Description of the task:
Retype the data exactly, leaving nothing out.

Extracted data entries
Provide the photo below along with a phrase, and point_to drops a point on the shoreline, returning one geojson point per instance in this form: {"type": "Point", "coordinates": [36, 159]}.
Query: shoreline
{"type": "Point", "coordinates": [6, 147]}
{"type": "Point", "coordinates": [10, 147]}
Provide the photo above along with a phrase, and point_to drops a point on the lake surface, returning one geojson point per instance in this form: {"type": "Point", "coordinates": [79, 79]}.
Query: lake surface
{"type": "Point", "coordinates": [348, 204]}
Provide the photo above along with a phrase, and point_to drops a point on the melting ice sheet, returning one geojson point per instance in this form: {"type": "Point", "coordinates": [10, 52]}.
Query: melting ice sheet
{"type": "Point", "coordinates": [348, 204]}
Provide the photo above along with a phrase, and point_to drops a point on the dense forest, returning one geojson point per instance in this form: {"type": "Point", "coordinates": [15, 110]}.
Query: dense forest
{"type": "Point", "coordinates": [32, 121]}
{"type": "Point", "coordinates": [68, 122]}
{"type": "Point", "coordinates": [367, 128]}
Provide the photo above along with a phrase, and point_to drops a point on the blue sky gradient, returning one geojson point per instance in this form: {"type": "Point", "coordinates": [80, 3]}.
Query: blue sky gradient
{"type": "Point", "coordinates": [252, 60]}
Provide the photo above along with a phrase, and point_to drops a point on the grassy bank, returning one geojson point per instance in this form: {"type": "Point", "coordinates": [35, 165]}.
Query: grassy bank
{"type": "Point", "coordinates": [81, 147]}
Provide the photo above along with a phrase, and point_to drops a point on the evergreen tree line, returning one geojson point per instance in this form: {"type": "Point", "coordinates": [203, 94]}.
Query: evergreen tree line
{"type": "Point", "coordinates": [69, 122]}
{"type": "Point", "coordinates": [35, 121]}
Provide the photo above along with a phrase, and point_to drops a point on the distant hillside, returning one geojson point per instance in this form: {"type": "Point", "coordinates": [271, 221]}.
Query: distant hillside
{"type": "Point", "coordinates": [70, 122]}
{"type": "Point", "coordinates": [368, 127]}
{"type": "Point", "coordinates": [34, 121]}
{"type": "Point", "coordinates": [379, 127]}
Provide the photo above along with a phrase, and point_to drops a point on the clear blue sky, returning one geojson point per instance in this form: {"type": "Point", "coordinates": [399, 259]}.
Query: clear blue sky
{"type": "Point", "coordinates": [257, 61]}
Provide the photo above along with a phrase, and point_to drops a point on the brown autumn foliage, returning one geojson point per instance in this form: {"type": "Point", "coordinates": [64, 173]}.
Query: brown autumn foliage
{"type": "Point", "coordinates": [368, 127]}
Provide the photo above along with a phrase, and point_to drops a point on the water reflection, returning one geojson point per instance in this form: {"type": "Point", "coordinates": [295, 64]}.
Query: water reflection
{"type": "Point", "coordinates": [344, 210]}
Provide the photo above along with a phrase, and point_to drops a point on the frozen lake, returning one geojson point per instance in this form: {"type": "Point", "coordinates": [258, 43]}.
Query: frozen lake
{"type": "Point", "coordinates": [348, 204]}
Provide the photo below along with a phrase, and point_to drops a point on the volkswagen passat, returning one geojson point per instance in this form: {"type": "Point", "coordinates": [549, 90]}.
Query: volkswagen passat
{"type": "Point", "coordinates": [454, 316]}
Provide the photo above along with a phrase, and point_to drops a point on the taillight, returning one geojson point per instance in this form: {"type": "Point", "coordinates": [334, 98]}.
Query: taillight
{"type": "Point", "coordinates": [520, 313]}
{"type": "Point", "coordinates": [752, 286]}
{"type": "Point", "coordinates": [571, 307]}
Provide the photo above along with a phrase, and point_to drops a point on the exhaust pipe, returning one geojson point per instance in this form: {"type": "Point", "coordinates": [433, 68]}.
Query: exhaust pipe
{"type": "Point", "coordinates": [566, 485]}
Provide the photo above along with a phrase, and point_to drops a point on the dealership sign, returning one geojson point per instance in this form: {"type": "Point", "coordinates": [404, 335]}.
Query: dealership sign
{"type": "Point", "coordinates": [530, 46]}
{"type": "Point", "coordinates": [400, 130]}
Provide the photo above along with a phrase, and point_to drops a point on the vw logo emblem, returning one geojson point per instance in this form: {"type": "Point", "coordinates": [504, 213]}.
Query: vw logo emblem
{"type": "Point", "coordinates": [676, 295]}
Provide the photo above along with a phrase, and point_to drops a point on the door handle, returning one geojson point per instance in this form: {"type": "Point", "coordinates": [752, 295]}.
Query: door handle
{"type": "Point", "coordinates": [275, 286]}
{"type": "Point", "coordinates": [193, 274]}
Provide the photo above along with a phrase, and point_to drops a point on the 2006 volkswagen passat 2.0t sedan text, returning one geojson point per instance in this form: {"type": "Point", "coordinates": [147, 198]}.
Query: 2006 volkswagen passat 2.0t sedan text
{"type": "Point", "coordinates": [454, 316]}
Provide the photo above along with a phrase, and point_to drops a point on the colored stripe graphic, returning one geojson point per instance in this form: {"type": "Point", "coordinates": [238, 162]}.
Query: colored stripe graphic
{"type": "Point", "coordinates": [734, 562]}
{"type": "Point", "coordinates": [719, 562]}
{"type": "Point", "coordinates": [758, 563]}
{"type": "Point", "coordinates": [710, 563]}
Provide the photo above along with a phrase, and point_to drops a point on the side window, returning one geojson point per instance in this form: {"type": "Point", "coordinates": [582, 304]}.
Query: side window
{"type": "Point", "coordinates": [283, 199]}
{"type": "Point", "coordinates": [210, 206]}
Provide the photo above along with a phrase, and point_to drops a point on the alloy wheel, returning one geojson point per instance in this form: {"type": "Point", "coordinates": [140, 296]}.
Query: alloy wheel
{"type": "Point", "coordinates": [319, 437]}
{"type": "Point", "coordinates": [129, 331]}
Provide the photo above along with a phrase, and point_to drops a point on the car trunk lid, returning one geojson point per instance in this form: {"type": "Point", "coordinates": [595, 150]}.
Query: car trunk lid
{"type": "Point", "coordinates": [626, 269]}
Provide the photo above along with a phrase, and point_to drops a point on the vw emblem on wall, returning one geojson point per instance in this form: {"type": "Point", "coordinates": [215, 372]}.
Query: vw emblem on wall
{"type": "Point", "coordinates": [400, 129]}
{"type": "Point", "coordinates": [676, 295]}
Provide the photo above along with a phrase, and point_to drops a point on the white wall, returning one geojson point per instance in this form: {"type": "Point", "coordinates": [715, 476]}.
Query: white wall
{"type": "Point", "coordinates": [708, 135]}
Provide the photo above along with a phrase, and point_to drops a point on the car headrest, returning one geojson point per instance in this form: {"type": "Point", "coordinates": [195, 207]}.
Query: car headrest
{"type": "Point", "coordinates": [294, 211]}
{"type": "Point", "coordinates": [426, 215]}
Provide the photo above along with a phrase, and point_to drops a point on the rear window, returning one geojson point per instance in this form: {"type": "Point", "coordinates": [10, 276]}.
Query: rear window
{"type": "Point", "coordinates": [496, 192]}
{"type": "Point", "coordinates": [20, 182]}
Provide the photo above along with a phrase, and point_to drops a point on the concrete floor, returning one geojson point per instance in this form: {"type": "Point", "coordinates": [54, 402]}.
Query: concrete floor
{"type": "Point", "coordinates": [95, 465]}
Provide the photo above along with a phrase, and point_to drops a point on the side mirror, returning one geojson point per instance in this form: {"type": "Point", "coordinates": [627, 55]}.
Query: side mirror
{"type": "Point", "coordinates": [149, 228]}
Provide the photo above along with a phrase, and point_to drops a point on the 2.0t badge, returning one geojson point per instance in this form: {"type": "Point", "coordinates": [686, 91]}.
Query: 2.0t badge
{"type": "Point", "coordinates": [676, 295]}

Result for this exercise:
Provide the photo below along with a phrase, and point_to drops a point on the shoreline, returning one geojson point per instance in this form: {"type": "Point", "coordinates": [36, 159]}.
Query: shoreline
{"type": "Point", "coordinates": [6, 147]}
{"type": "Point", "coordinates": [10, 147]}
Provide the photo above along with a phrase, and point_to drops a point on the lake surface, returning one geojson point per instance in this form: {"type": "Point", "coordinates": [79, 79]}.
Query: lake surface
{"type": "Point", "coordinates": [348, 204]}
Provide the photo above along with a phrase, and point_to drops a point on the melting ice sheet, returning one geojson point per instance in this form: {"type": "Point", "coordinates": [10, 52]}.
Query: melting ice sheet
{"type": "Point", "coordinates": [348, 204]}
Provide the photo above along with a phrase, and point_to drops a point on the dense forest, returning one geojson point per instance in this form: {"type": "Point", "coordinates": [15, 110]}.
Query: dense forest
{"type": "Point", "coordinates": [32, 121]}
{"type": "Point", "coordinates": [68, 122]}
{"type": "Point", "coordinates": [367, 128]}
Provide the photo above along with a phrase, and point_to drops a point on the blue sky gradient, returning one geojson point per instance in this form: {"type": "Point", "coordinates": [80, 3]}.
Query: blue sky gradient
{"type": "Point", "coordinates": [252, 60]}
Provide the photo above along with a phrase, and point_to drops a point on the grassy bank, returning one geojson point per instance in this form: {"type": "Point", "coordinates": [35, 165]}.
Query: grassy bank
{"type": "Point", "coordinates": [81, 147]}
Provide the photo above along with a phrase, and point_to drops a point on the evergreen tree line, returning one geojson point per instance in this form: {"type": "Point", "coordinates": [203, 94]}.
Query: evergreen tree line
{"type": "Point", "coordinates": [69, 122]}
{"type": "Point", "coordinates": [35, 121]}
Provide the photo above along with a phrase, and point_to drops a point on the distant hillside, returning one geojson point per instance in this form: {"type": "Point", "coordinates": [271, 221]}.
Query: distant hillside
{"type": "Point", "coordinates": [70, 122]}
{"type": "Point", "coordinates": [368, 127]}
{"type": "Point", "coordinates": [34, 121]}
{"type": "Point", "coordinates": [379, 127]}
Provide the photo above along with a phrase, and point_to drops a point on the clear blue sky, returning one geojson point per instance in this form: {"type": "Point", "coordinates": [399, 259]}.
Query: clear blue sky
{"type": "Point", "coordinates": [257, 61]}
Provide the photo above along with a phrase, and point_to drops a point on the brown autumn foliage, returning one geojson point per instance in this form: {"type": "Point", "coordinates": [64, 173]}.
Query: brown autumn foliage
{"type": "Point", "coordinates": [368, 127]}
Provide the photo above along with a phrase, and point_to drops a point on the water reflection, returning one geojson point per instance in this form: {"type": "Point", "coordinates": [295, 64]}.
Query: water reflection
{"type": "Point", "coordinates": [344, 210]}
Provide the photo above along with a phrase, and point_to drops a point on the frozen lake, returning one geojson point per instance in this form: {"type": "Point", "coordinates": [258, 43]}.
Query: frozen lake
{"type": "Point", "coordinates": [348, 204]}
Provide the photo below along with a phrase, and point_to drops a point on the volkswagen passat, returning one geojson point per instance in this form: {"type": "Point", "coordinates": [549, 90]}.
Query: volkswagen passat
{"type": "Point", "coordinates": [454, 316]}
Provide the photo above along with a phrase, and point_to drops a point on the taillight, returning one geojson point per instance in this form: {"type": "Point", "coordinates": [334, 98]}.
Query: taillight
{"type": "Point", "coordinates": [520, 313]}
{"type": "Point", "coordinates": [752, 286]}
{"type": "Point", "coordinates": [571, 307]}
Provide the photo above along with a phrase, and point_to drops a point on the exhaust pipe, returning one geojson point per instance in this form: {"type": "Point", "coordinates": [433, 68]}.
Query: exhaust pipe
{"type": "Point", "coordinates": [566, 485]}
Provide the photo above along with a phrase, and point_to drops a point on the dealership sign, returning one geojson point per instance in this form: {"type": "Point", "coordinates": [404, 335]}.
Query: dealership sign
{"type": "Point", "coordinates": [530, 46]}
{"type": "Point", "coordinates": [400, 130]}
Provide the photo above along with a phrase, and point_to drops a point on the vw logo emblem, returning one geojson point per instance in this form: {"type": "Point", "coordinates": [504, 213]}.
Query: vw logo emblem
{"type": "Point", "coordinates": [676, 295]}
Provide the photo above along with a phrase, and point_to drops a point on the door handle, returning one geojson point per instance in this form: {"type": "Point", "coordinates": [752, 295]}.
Query: door handle
{"type": "Point", "coordinates": [275, 286]}
{"type": "Point", "coordinates": [193, 274]}
Provide the photo above along with a phrase, and point_to drops a point on the 2006 volkswagen passat 2.0t sedan text, returning one geojson point per instance in this form: {"type": "Point", "coordinates": [147, 198]}.
Query: 2006 volkswagen passat 2.0t sedan text
{"type": "Point", "coordinates": [454, 316]}
Provide the photo above along with a phrase, and point_to drops a point on the colored stripe graphic, returning one geojson point per instance in this form: {"type": "Point", "coordinates": [238, 162]}.
Query: colored stripe graphic
{"type": "Point", "coordinates": [734, 562]}
{"type": "Point", "coordinates": [719, 562]}
{"type": "Point", "coordinates": [758, 563]}
{"type": "Point", "coordinates": [710, 563]}
Provide the photo above along with a phrase, and point_to drops a point on the side window, returning one geojson point per instance in this form: {"type": "Point", "coordinates": [582, 304]}.
Query: side window
{"type": "Point", "coordinates": [283, 199]}
{"type": "Point", "coordinates": [210, 206]}
Provide the photo above along with a phrase, and point_to drops a point on the alloy wheel, returning one geojson point per instance in this form: {"type": "Point", "coordinates": [140, 296]}.
Query: alloy wheel
{"type": "Point", "coordinates": [319, 437]}
{"type": "Point", "coordinates": [129, 331]}
Provide the photo above along with a phrase, and point_to drops a point on the car trunk lid, returning one geojson point per instance in this form: {"type": "Point", "coordinates": [595, 150]}.
Query: car trunk lid
{"type": "Point", "coordinates": [626, 269]}
Provide the photo above along with a phrase, and point_to drops a point on the vw emblem on wall, returning one geojson point per instance in this form: {"type": "Point", "coordinates": [215, 372]}.
Query: vw emblem on wall
{"type": "Point", "coordinates": [400, 129]}
{"type": "Point", "coordinates": [676, 295]}
Provide the photo above along with a phrase, and point_to drops a point on the white wall, returning one geojson point per instance in this form: {"type": "Point", "coordinates": [715, 476]}.
Query: white wall
{"type": "Point", "coordinates": [708, 135]}
Provide the photo above along with a phrase, and point_to drops a point on the car headrest, returning one geojson point per instance in this form: {"type": "Point", "coordinates": [195, 207]}.
Query: car headrest
{"type": "Point", "coordinates": [294, 211]}
{"type": "Point", "coordinates": [426, 215]}
Provide the photo above along with a phrase, and point_to drops a point on the rear window, returning one geojson point per instance in this form: {"type": "Point", "coordinates": [10, 276]}.
Query: rear window
{"type": "Point", "coordinates": [496, 192]}
{"type": "Point", "coordinates": [20, 182]}
Provide the photo above along with a phrase, and point_to drops a point on the concrete floor, returning one geojson point per instance in this form: {"type": "Point", "coordinates": [54, 402]}.
Query: concrete floor
{"type": "Point", "coordinates": [95, 465]}
Provide the photo above along with a phrase, and point_to drops a point on the side mirror, returning one geojson point per instance in this form: {"type": "Point", "coordinates": [627, 55]}.
Query: side mirror
{"type": "Point", "coordinates": [149, 228]}
Provide the photo above along with a phrase, and point_to drops a point on the 2.0t badge, returning one geojson point per instance in this form: {"type": "Point", "coordinates": [686, 91]}.
Query: 2.0t badge
{"type": "Point", "coordinates": [676, 295]}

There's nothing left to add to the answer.